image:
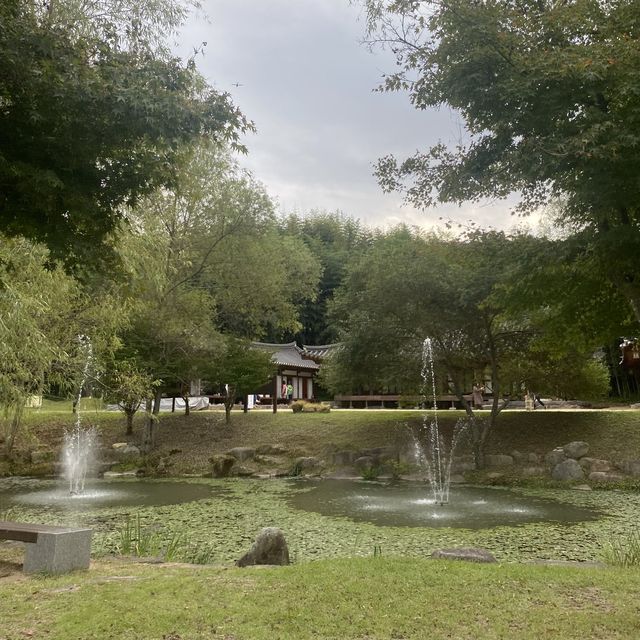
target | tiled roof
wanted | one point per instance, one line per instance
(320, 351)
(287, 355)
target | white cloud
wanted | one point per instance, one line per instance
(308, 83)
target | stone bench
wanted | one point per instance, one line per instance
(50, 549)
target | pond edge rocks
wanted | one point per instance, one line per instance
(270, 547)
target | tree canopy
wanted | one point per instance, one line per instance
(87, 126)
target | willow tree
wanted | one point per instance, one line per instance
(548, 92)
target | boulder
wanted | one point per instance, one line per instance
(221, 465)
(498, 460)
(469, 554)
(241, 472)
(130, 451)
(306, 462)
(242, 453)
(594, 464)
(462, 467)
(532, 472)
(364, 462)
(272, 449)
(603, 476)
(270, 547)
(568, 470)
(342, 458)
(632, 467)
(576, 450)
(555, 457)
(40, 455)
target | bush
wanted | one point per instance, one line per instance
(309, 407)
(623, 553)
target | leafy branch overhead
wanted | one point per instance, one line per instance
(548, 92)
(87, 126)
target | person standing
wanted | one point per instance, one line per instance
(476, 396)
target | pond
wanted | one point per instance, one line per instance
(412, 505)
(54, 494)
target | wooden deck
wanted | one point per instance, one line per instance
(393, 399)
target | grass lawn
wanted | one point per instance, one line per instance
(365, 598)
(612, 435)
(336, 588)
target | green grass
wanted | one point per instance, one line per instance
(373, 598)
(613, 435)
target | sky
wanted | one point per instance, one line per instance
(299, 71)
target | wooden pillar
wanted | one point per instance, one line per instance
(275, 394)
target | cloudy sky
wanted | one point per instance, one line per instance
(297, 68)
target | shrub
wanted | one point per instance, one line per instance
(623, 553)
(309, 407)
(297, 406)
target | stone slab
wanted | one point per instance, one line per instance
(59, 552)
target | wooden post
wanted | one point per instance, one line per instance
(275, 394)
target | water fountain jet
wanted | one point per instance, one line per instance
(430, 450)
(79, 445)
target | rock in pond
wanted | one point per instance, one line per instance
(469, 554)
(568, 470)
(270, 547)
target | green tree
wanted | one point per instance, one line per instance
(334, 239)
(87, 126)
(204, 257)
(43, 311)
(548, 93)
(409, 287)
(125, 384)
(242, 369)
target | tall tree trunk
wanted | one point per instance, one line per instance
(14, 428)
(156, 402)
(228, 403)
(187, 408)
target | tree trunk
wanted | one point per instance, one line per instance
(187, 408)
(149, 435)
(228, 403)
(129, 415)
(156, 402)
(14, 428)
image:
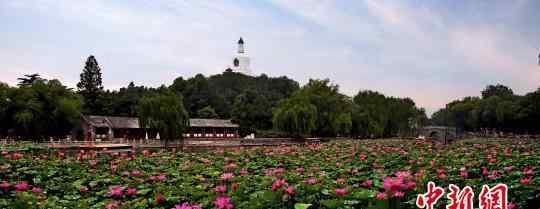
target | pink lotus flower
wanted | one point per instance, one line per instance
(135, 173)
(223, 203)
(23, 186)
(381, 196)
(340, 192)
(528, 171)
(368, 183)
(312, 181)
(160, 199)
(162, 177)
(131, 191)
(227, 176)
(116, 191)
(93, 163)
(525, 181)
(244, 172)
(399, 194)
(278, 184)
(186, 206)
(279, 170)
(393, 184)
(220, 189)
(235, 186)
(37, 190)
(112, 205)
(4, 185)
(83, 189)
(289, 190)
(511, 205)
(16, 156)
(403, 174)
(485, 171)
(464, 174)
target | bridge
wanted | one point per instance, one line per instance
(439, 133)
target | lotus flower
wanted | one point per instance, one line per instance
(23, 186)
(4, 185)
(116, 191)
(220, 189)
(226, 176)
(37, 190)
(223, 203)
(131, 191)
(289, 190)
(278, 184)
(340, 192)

* * *

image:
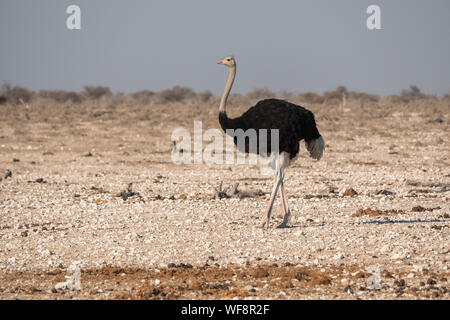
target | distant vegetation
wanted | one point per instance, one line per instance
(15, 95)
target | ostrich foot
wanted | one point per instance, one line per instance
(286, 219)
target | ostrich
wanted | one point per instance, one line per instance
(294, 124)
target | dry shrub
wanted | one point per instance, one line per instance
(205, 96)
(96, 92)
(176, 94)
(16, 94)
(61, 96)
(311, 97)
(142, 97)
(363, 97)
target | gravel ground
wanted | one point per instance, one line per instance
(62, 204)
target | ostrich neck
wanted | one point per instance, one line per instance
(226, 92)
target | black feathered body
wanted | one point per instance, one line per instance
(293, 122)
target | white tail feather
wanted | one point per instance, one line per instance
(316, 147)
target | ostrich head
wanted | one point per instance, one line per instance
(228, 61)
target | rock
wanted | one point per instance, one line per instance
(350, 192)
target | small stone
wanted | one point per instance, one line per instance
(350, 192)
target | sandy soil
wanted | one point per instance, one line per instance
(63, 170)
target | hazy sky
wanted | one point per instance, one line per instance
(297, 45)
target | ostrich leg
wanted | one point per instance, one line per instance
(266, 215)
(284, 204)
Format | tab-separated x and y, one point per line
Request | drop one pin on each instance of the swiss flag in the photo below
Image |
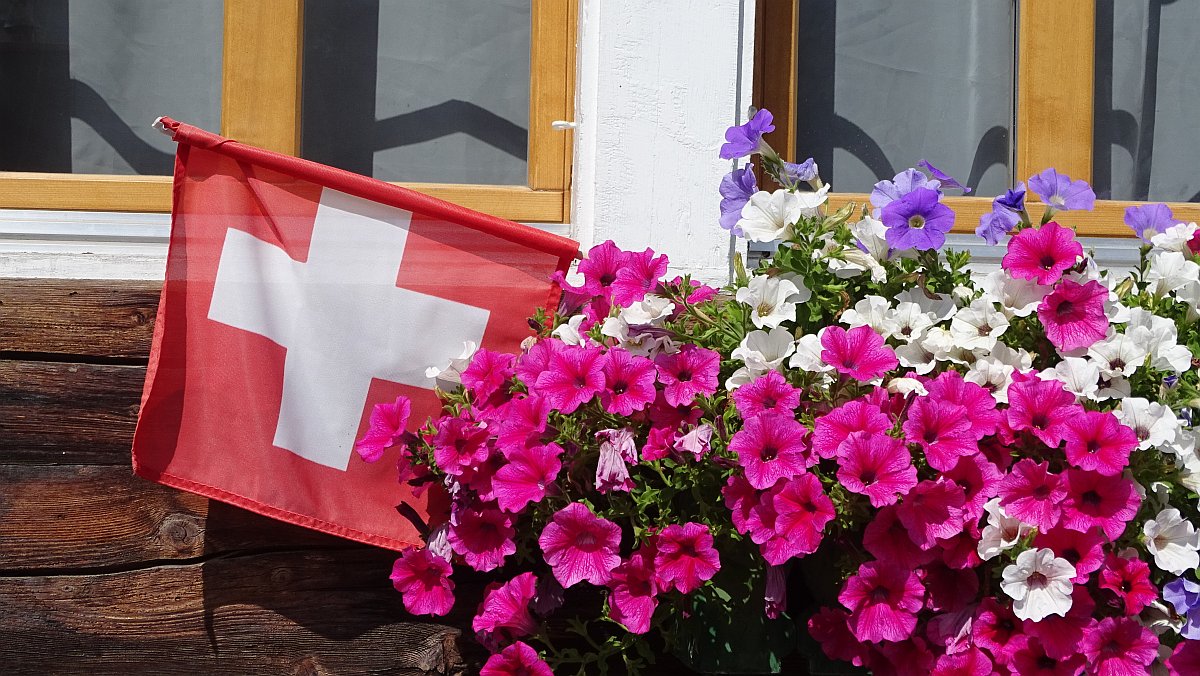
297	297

DIRECTIONS FOR THIS TASK>
Identify each line in the entries above that contains the word "green", and copy those lines out in full.

TASK ANSWER>
target | green grass
target | green tree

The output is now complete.